→ **TASK STATEMENT**: Retype every entry exactly, character for character.

╭─ DATASET RECORDS

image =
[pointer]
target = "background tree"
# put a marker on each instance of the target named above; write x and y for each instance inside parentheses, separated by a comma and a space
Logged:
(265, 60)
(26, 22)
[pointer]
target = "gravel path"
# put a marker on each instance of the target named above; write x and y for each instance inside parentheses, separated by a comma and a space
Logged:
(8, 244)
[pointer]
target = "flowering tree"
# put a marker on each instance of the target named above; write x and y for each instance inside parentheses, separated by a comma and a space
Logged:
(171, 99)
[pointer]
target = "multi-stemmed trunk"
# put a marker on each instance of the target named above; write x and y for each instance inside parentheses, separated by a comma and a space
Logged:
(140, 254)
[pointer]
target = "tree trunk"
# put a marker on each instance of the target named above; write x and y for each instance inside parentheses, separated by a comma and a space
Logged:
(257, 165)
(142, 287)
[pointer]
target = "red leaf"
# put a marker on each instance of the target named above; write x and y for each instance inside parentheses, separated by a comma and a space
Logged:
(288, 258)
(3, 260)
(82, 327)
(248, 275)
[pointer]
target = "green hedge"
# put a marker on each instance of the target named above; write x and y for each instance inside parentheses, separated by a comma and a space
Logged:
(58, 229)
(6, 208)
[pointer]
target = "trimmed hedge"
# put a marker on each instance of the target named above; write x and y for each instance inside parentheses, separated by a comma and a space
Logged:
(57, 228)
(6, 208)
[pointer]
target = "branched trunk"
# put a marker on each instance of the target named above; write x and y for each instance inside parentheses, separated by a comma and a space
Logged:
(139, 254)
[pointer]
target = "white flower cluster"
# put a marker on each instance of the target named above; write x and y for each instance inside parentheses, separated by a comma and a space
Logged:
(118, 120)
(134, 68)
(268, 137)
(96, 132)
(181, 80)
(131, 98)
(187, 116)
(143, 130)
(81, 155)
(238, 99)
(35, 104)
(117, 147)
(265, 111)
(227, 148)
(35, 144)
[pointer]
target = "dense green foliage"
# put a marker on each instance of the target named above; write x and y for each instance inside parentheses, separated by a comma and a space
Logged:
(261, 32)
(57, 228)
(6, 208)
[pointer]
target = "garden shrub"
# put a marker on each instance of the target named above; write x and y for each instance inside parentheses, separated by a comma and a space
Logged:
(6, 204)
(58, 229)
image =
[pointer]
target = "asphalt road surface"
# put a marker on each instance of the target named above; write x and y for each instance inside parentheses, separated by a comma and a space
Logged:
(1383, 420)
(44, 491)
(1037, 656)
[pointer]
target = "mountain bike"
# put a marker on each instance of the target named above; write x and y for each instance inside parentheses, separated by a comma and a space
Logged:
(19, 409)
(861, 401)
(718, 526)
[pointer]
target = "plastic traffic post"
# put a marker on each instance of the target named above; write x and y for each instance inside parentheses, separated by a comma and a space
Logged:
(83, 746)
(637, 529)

╰─

→ **ANSWER FOR THE TASK**:
image =
[pointer]
target = "background tree"
# put a marker on each instance of the target named above; write x and y for each instance inside parentheses, separated by a comma and a space
Logged:
(265, 60)
(26, 22)
[pointer]
target = "gravel path"
# put a marker on each instance of the target named above; write x and y for each instance inside parentheses, separated by a comma and a space
Logged:
(8, 244)
[pointer]
target = "flowering tree"
# put a marker on each instance of the target named above; write x and y for each instance inside parentheses, separated by a comma and a space
Logged:
(171, 99)
[pointer]
target = "multi-stemmed trunk"
# put a marker on each instance of the target named above; write x and y for each instance inside parentheses, separated by a comma and a space
Logged:
(140, 254)
[pointer]
target = "tree trunk"
# put a marker on each instance of the target named above; write x and y for each instance inside parentheses, separated by a comma and a space
Logged:
(257, 165)
(142, 287)
[pointer]
target = "red leaf"
# put a marker on each instance of the target named above; write x and y for each instance inside parentheses, separated by a comma and a space
Logged:
(288, 258)
(3, 260)
(82, 327)
(248, 275)
[pointer]
target = "green hedge"
# put a marker on each instance of the target named above; write x and y for each instance inside parentheses, separated by a comma and a space
Logged:
(58, 229)
(6, 208)
[pointer]
target = "trimmed hedge"
# put a marker on each instance of the target named above; write x and y for each instance inside parentheses, separated by a comma and a space
Logged:
(57, 228)
(6, 208)
[pointer]
target = "branched trunk"
# put a marker on each instance of the target named above; write x and y for each instance inside parentheses, separated by a comma and a space
Logged:
(139, 254)
[pointer]
target = "white flower cluster"
# put a marker on each instance of the target named above; write x and y for each instance inside parentheses, separated by a comma and a space
Logged:
(118, 120)
(134, 68)
(268, 137)
(96, 132)
(181, 80)
(131, 98)
(187, 116)
(143, 130)
(81, 155)
(238, 99)
(35, 104)
(117, 147)
(265, 111)
(227, 148)
(35, 144)
[pointer]
target = "dense green foliage"
# put a marker on each instance of the target named above; write x and y for each instance inside parentheses, separated by a comma and a space
Logged:
(261, 32)
(57, 228)
(6, 208)
[pointer]
target = "garden shrub"
# put a marker on each instance of the target named above; write x and y for each instance inside parentheses, separated by a comma and a space
Logged:
(6, 204)
(58, 229)
image =
[pointer]
target = "asphalt road surface"
# put a marker on each instance of the target named above; write x and y for each instance inside parentheses, separated by a comma and a space
Logged:
(1383, 420)
(44, 491)
(1037, 656)
[pointer]
target = "mountain bike"
# put a marker on each instance of the target named above; write x and y for each instance inside parentheses, separated by a comma and a space
Logged:
(19, 409)
(861, 401)
(718, 526)
[pointer]
target = "plastic traffic post"
# put a marker on each instance of the target named above; write x and y for each instance inside parentheses, separated by a comma and a space
Logged:
(83, 746)
(637, 529)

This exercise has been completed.